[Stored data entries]
# # #
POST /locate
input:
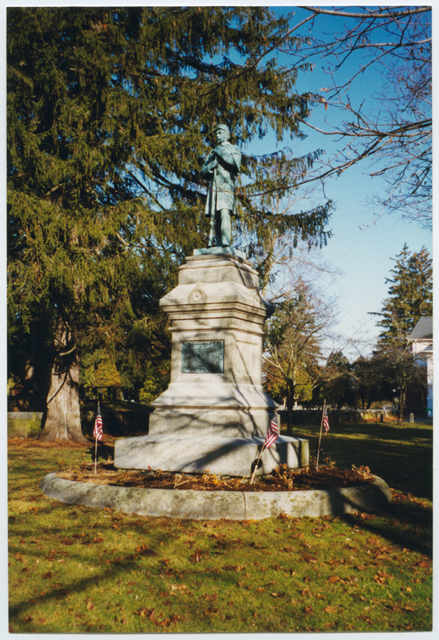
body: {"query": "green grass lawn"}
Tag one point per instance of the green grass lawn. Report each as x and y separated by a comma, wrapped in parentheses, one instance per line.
(73, 569)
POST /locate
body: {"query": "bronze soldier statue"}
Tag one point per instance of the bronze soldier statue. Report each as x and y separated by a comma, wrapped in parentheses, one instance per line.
(221, 167)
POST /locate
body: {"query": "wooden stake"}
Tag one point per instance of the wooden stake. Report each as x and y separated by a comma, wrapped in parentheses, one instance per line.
(320, 436)
(256, 465)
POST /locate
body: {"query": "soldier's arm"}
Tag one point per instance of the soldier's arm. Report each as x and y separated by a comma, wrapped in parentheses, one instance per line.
(230, 156)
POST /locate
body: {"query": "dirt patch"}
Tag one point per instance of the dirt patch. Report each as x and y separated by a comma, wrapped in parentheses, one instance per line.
(282, 479)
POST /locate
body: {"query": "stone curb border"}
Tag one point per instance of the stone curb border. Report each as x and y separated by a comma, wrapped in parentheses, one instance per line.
(213, 505)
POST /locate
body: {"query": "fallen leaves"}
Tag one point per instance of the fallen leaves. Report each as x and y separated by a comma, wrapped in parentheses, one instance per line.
(331, 609)
(150, 615)
(381, 577)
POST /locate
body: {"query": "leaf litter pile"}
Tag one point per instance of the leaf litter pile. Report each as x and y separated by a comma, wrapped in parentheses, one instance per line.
(327, 476)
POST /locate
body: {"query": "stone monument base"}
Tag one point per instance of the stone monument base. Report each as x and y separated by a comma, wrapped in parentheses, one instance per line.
(199, 454)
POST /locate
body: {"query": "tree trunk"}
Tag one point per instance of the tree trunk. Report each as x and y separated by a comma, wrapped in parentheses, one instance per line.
(401, 406)
(290, 404)
(63, 419)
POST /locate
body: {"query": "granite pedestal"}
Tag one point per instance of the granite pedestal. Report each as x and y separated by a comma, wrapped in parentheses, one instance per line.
(215, 414)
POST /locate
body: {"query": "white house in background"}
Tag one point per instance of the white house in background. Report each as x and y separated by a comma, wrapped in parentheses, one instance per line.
(422, 345)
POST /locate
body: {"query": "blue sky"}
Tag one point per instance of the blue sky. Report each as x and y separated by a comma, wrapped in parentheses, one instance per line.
(363, 242)
(361, 248)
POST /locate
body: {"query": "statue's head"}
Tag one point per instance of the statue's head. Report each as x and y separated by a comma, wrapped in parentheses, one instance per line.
(222, 132)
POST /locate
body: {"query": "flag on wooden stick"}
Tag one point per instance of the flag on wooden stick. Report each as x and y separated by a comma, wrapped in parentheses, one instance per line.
(273, 433)
(97, 431)
(325, 419)
(270, 438)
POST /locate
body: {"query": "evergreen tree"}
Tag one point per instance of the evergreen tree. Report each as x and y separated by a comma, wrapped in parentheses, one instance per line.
(410, 296)
(109, 111)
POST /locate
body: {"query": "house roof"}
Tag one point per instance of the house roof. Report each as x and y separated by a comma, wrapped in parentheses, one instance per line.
(423, 329)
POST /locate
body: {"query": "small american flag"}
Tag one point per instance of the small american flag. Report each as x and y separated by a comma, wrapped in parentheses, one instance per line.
(97, 431)
(325, 419)
(273, 433)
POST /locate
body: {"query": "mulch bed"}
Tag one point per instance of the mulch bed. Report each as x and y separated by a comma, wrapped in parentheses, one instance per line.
(282, 479)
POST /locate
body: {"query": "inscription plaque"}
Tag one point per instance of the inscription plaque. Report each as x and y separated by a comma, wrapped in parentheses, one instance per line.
(202, 357)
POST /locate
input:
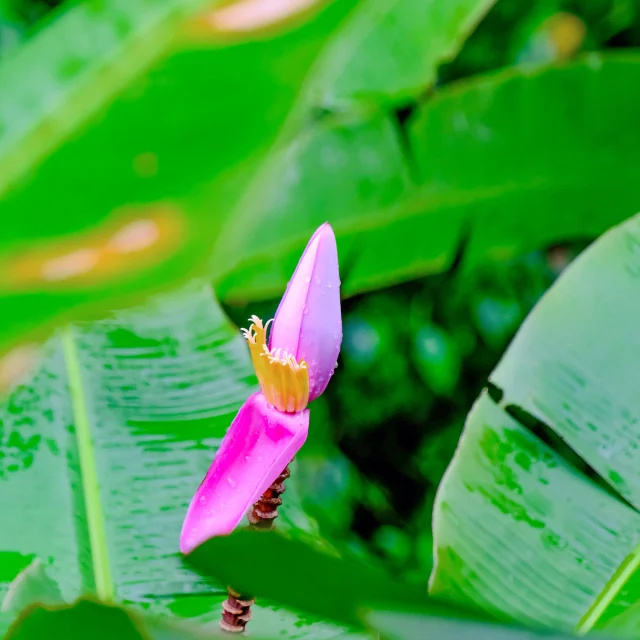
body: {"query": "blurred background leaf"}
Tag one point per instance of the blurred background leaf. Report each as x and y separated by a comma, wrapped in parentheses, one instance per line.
(545, 475)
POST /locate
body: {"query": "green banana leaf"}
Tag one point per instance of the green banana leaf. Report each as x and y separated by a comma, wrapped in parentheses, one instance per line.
(102, 451)
(132, 130)
(536, 518)
(486, 168)
(334, 584)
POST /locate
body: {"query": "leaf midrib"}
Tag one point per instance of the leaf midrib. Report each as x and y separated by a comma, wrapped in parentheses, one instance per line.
(88, 471)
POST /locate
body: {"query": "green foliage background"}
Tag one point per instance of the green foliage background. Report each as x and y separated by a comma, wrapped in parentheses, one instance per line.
(425, 322)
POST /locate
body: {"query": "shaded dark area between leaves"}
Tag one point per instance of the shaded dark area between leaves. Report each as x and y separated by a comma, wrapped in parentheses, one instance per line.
(414, 358)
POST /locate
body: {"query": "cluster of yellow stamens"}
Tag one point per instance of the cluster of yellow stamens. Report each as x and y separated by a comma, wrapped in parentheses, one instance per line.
(284, 381)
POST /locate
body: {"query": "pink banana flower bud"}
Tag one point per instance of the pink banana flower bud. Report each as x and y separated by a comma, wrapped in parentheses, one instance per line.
(293, 367)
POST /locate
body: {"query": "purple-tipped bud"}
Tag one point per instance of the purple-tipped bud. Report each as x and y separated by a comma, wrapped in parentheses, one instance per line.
(308, 322)
(259, 444)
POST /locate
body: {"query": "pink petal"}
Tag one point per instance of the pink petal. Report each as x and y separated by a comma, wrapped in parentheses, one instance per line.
(308, 322)
(259, 444)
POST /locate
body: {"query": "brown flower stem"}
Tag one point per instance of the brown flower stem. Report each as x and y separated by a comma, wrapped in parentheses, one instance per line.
(236, 609)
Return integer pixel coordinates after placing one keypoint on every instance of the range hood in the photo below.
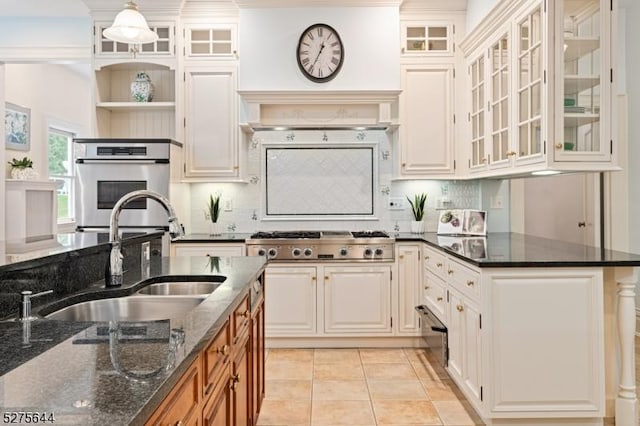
(319, 109)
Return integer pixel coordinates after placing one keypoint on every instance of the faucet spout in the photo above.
(114, 273)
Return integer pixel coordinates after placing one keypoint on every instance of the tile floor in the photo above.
(360, 387)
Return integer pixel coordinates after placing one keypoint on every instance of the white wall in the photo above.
(370, 35)
(50, 92)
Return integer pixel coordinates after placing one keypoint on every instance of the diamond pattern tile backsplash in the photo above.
(248, 200)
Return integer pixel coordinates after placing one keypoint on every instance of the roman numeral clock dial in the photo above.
(320, 53)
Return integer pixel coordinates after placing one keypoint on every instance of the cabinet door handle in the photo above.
(224, 350)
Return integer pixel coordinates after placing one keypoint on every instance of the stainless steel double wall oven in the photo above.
(111, 168)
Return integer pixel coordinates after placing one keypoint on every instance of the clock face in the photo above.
(320, 53)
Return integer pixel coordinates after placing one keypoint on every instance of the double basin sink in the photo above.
(156, 301)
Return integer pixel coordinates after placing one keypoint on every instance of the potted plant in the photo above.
(213, 214)
(417, 208)
(22, 169)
# # #
TASK
All entries should be reproduced exactly; no picture belongs in the result.

OUTPUT FOR THIS EXERCISE
POST /locate
input:
body: {"query": "green grass lawn"}
Tag one point per instance of the green grass lawn. Report each as x and y separated by a comma, wrapped in parentheses, one instance per line.
(73, 569)
POST /locate
body: {"query": "bronze soldier statue"}
Tag one point per instance of the bronze soldier statue. Report each as x and y separated by a comma, wrapped in parentheses, one instance per line.
(221, 167)
POST /locate
body: {"query": "wooden stake"}
Tag one point per instance of the wooden stake. Report each as x and y separated by a comma, wrapped in parentheses, one instance per line.
(320, 436)
(256, 465)
POST /locate
body: {"query": "soldier's arm"}
Tag one point per instance of the soldier's arm. Report each as x and y separated by a comma, wrapped in parentheses, one instance per line.
(230, 156)
POST /locate
body: {"query": "dirt patch"}
Tag one point per instance of the dirt patch. Report each as x and y separated by a comma, wrapped in parentheses, one instance per line.
(282, 479)
POST /locate
body: {"query": "stone curb border"}
Tag one point per instance of the stone curb border. Report each as x and y separated by a comma, wrapped in parentheses, one instance per line.
(213, 505)
POST /locate
body: {"query": "fallen leaves"}
Tag one point per instance of the fallen leaves. Report each as x and y separated by a comma, wrapped in parentheses, one instance per line.
(331, 609)
(150, 615)
(381, 577)
POST /locate
body: {"query": "leaf litter pile"}
Tag one point per instance of the leaf litter pile. Report each as x and y separated by a comma, wrapped in parentheses, one instance per line.
(327, 476)
POST /locate
body: {"query": "stone monument base"}
Tag one point per instance of the stone monument base. Report each as x and y separated by a comma, wrapped in parentheses, one instance per line.
(199, 454)
POST /locate
body: {"query": "tree trunk"}
Tag one point per instance of the tree trunk. Report each as x and y separated by a comma, wrapped in parentheses, one instance per line.
(401, 406)
(290, 404)
(63, 419)
POST /locate
body: {"query": "granite pedestal"}
Tag one point per instance of the granite pedestal. Report each as x and y separated by a comma, wrapped in parentheses, one instance per line.
(215, 414)
POST /locate
body: {"query": "white house in background"}
Tag one point per instance of the white house in background. Report each as x and y separated by a comma, wrapped in parentheses, one instance per line.
(422, 345)
POST /locate
body: {"query": "blue sky"}
Tag one point per instance of the blue sky. Report each as x and y separated by a comma, wrapped in parentheses, one instance per line.
(363, 242)
(361, 248)
POST /locate
body: {"query": "statue's head"}
Tag one point per instance of the statue's head. Report each as x and y separated by a comma, wrapped in parentheses, one instance per line.
(222, 132)
POST /locate
body: {"query": "flag on wooden stick"}
Tag one point per instance of the flag on wooden stick. Report each as x and y separated by a comma, wrapped in parentheses, one instance per line.
(273, 433)
(97, 431)
(325, 419)
(270, 438)
POST /locate
body: {"query": "evergreen tree"}
Tag one point per instance of the evergreen tree. Report each as x and y separated by a comma, wrapped in parentheses, one instance per line.
(410, 296)
(109, 111)
POST /locate
body: {"query": "house roof"}
Tag one point per instance of the house roof. Report each as x and y separated by a comma, wrapped in parentheses, one instance per line.
(423, 329)
POST /locate
body: {"query": "small american flag"}
Tag one point per instance of the small american flag. Report each as x and y separated by a comma, wrapped in parentheses, one instance per line.
(97, 431)
(325, 419)
(273, 433)
POST /locate
body: {"query": "mulch bed"}
Tag one point per instance of the mulch bed. Report each as x and y separated by a comma, wrapped in parentheses, one instance per line.
(282, 479)
POST /locate
body: {"query": "inscription plaque"}
Tag one point per instance of the inscription plaque. Report each as x and y separated by a comma, wrapped in parentheses, one instance per line.
(202, 357)
POST /locate
input:
body: {"query": "blurred background leaf"}
Tag one point per instance of the blurred background leaf. Report each as x and y separated by a comma, wrapped in parentheses, one instance per line.
(545, 475)
POST /locate
body: {"query": "green banana leaf"}
Tag one point per instance of the green banana leaf. Report each as x and y separated by a comma, wrapped in parentheses, one instance per line.
(102, 451)
(132, 130)
(536, 518)
(486, 168)
(334, 584)
POST /locate
body: {"query": "leaf midrib"}
Tag one point per instance of the leaf midrib. Report each as x and y separated by a comma, wrapped in parentheses, one instance per line.
(88, 471)
POST /locate
body: {"query": "green foliage background"}
Tag one point per instance of the green foliage background. Report each as x and y separated by a comma, wrapped in parentheses, one instance per line.
(425, 322)
POST /locate
body: {"query": "shaded dark area between leaves"}
Tag one point per instance of the shaded dark area between leaves. Report each as x and y separated by a comma, wrapped in parentheses, one instance per line.
(414, 358)
POST /locate
body: {"query": "cluster of yellow stamens"}
Tag one point per instance of the cluster of yellow stamens. Report each as x and y separated by a comma, wrapped in parentheses, one instance per line.
(284, 381)
POST /locate
body: {"query": "pink banana flower bud"}
Tag one point per instance of the pink banana flower bud. Report each as x and y separated by a comma, wrapped in parentheses, one instance per line.
(293, 367)
POST /locate
body: {"query": "purple-tipped bud"}
Tag one point per instance of the purple-tipped bud. Report each as x and y separated by a comma, wrapped in parentheses, one instance per line.
(308, 322)
(259, 444)
POST /locate
body: {"query": "pink petal"}
Tag one point per instance of the pink petal. Report each as x and y separated by a comma, wrapped in parentheses, one instance per line.
(308, 322)
(259, 444)
POST /locate
body: {"query": "brown flower stem"}
Tag one point per instance of the brown flower stem. Report each as x and y separated by a comma, wrapped in parentheses, one instance per line.
(236, 609)
Return integer pixel coordinates after placing one keypoint on every instance of the range hood in the photo below.
(319, 109)
Return integer pixel coordinates after placing one keypoint on every instance of the faucet spout in the photo above.
(114, 273)
Return integer pixel coordinates after placing one keypoint on every instance of the tile floor in the photo above.
(360, 387)
Return integer pixel coordinates after placing one keypoint on every instance of the white wall in the photo above.
(370, 35)
(50, 92)
Return integer pixel coordinates after placing one keypoint on every instance of the diamond pattern tile backsplash in the photo above.
(248, 200)
Return integer pixel coordinates after placing one keypoint on every instance of the roman numeral clock dial in the photo above.
(320, 53)
Return integer pixel coordinates after placing one keypoint on every instance of the cabinet door handle in the photo above.
(224, 350)
Return integer pixel coordinates after placing one keypoint on every instance of the stainless steel double wall oven in the photo above.
(111, 168)
Return integer pixel coordinates after placing one keypoint on every instance of the clock face in the photo above.
(320, 53)
Return integer pixel coordinates after placing one keypoint on every instance of the double basin sink in the photo above.
(156, 301)
Return integer pixel coordinates after placing one keypoint on every instance of the potted plant in the photo above.
(213, 214)
(417, 208)
(22, 169)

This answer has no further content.